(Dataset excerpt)

◆ ◆ ◆

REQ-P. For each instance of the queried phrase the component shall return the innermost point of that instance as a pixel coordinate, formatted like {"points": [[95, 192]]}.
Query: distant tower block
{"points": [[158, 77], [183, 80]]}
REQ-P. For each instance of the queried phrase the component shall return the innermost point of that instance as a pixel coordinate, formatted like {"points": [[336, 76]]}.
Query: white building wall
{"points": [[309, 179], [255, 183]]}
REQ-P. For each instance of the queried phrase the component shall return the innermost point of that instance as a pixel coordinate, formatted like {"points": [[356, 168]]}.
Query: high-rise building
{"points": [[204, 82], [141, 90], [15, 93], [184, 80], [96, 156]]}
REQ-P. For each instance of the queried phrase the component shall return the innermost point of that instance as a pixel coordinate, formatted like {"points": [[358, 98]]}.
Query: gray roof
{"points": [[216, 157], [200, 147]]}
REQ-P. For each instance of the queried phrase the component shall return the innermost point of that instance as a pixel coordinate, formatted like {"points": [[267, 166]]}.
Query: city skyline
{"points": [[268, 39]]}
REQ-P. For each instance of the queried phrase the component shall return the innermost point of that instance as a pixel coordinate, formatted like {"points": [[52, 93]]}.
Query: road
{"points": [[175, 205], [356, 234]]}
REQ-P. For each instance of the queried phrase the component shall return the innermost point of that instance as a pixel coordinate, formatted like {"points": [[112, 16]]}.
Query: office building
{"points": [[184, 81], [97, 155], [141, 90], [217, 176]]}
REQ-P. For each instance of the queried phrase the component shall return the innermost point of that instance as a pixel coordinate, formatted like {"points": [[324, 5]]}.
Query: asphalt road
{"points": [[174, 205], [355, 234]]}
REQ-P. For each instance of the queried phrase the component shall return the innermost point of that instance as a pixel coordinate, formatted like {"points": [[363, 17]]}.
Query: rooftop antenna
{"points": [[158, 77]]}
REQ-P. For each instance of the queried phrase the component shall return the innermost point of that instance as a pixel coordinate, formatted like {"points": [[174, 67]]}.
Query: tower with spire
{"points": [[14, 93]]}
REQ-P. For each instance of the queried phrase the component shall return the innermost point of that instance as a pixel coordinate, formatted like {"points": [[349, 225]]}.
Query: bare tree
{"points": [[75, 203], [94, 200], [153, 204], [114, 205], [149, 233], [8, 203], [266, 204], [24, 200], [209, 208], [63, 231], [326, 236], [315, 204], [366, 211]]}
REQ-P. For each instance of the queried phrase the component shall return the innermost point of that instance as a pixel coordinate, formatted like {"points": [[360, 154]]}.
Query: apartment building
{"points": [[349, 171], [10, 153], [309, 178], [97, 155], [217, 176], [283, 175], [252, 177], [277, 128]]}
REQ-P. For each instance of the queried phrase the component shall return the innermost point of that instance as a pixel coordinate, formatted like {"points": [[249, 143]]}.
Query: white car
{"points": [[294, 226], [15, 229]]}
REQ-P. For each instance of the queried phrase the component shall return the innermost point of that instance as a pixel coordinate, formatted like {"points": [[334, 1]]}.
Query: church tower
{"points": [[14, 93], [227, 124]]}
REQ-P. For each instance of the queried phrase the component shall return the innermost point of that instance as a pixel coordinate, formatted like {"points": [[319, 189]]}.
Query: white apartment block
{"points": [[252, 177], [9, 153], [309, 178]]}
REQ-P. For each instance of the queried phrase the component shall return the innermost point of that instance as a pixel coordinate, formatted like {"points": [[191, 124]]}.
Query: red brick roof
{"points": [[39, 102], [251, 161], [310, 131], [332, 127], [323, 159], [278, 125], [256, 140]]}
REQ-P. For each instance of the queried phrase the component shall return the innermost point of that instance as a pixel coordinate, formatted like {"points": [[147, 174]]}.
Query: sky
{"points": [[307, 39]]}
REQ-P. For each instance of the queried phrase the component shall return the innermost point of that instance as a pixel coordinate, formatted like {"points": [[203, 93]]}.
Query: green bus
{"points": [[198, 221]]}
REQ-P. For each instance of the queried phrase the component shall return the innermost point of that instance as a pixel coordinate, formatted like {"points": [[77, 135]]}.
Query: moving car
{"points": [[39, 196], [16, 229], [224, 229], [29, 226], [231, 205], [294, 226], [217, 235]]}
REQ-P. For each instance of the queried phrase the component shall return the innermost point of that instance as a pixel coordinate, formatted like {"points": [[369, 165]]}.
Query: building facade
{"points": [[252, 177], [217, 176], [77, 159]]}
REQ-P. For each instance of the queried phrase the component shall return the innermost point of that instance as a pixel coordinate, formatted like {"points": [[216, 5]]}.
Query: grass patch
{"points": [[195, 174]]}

◆ ◆ ◆

*Job*:
All entries shown above should be printed again exactly.

*Exercise response*:
REQ-P. For each instance of the queried phrase the component shall return the innermost point of that instance as a pixel coordinate, formatted like {"points": [[95, 192]]}.
Query: distant tower block
{"points": [[158, 77], [183, 80]]}
REQ-P. For each instance of the queried phrase the component shall return the innermost point of that instance as a pixel coordinate, formatted like {"points": [[336, 76]]}.
Query: white building wall
{"points": [[309, 179], [255, 183]]}
REQ-P. For each instance of the queried phrase the component shall return the innermost point of that instance as a pixel coordinate, formatted like {"points": [[356, 168]]}.
Query: high-rise building
{"points": [[204, 82], [141, 90], [15, 93], [184, 80], [96, 156]]}
REQ-P. For each instance of the queried phrase the component shall return the innermost point of that instance as a pixel coordinate, formatted like {"points": [[358, 98]]}.
Query: gray roof
{"points": [[216, 157], [200, 147]]}
REQ-P. For each instance of the queried phrase the component shall return the innermost point of that instance as a pixel coordinate, formatted like {"points": [[267, 166]]}.
Query: city skyline
{"points": [[268, 39]]}
REQ-P. For each instance of the queried phrase the component shall return the innermost point of that instance as a pixel coordinate, formatted like {"points": [[52, 93]]}.
Query: road
{"points": [[175, 205], [356, 234]]}
REQ-P. For each instance of the queried phrase the component shall return the innermost point of that instance as a pixel coordinate, formatted like {"points": [[112, 16]]}.
Query: office building
{"points": [[184, 81], [97, 155], [141, 90], [217, 176]]}
REQ-P. For each instance of the queried phrase the component shall return the innermost point of that instance as a pixel coordinate, formatted like {"points": [[324, 5]]}.
Query: asphalt road
{"points": [[174, 205], [355, 234]]}
REQ-P. For each instance of the queried phrase the component shall return the innermost point of that instance as a pixel coordinate, formatted like {"points": [[363, 17]]}.
Query: rooftop antenna
{"points": [[158, 77]]}
REQ-P. For each instance of the queried phrase the component shall return the innermost point of that instance as a pixel coordinate, formatted like {"points": [[174, 67]]}.
Query: tower with spire
{"points": [[14, 93]]}
REQ-P. For each instance of the queried phrase the component shall return the innermost point of that instance as a pixel coordinate, formatted like {"points": [[349, 225]]}.
Query: bare tree
{"points": [[75, 203], [94, 200], [153, 204], [114, 205], [149, 233], [8, 203], [266, 204], [24, 200], [209, 208], [63, 231], [326, 236], [315, 204], [366, 211]]}
REQ-P. For each instance of the queried phrase the component shall return the innermost point of that instance as a pixel coordinate, formatted like {"points": [[360, 154]]}.
Query: apartment building
{"points": [[349, 171], [10, 153], [309, 178], [97, 155], [217, 176], [283, 175], [252, 177], [277, 128]]}
REQ-P. For each instance of the queried phrase the component shall return the innermost point of that instance as a pixel coordinate, formatted like {"points": [[249, 143]]}.
Query: white car
{"points": [[294, 226], [15, 229]]}
REQ-P. For each instance of the queried phrase the component shall return the innermost point of that instance as a pixel coordinate, formatted like {"points": [[334, 1]]}.
Query: church tower
{"points": [[14, 93], [227, 124]]}
REQ-P. For each instance of the queried phrase the component shall return the innermost point of that instance as a pixel coordinate, formatted like {"points": [[319, 189]]}.
Query: white apartment block
{"points": [[252, 177], [9, 153], [309, 178]]}
REQ-P. For each instance of the queried phrase the component shall return the innermost point of that instance as a pixel coordinate, formatted like {"points": [[191, 124]]}.
Query: red brick roof
{"points": [[39, 102], [251, 161], [310, 131], [332, 127], [323, 159], [278, 125], [256, 140]]}
REQ-P. For each instance of the queried phrase the component shall return the innermost point of that instance as a pixel coordinate, formatted like {"points": [[147, 174]]}.
Query: sky
{"points": [[307, 39]]}
REQ-P. For each instance of the queried phrase the component shall return the innermost point of that instance as a pixel coordinate, formatted like {"points": [[203, 93]]}.
Query: green bus
{"points": [[198, 221]]}
REQ-P. For each instance of the queried phrase the component shall return the innermost point of that instance as a pixel coordinate, formatted like {"points": [[77, 135]]}.
Query: moving car
{"points": [[39, 196], [16, 229], [224, 229], [29, 226], [231, 205], [294, 226], [217, 235]]}
REQ-P. For each instance of the queried phrase the component shall return the innermost point of that instance as a pixel coordinate, formatted like {"points": [[369, 165]]}.
Query: building facade
{"points": [[252, 177], [217, 176], [77, 159]]}
REQ-P. For each instance of the queried phrase the component shall return the innermost point of that instance as a pixel coordinate, formatted like {"points": [[216, 5]]}.
Query: grass patch
{"points": [[195, 174]]}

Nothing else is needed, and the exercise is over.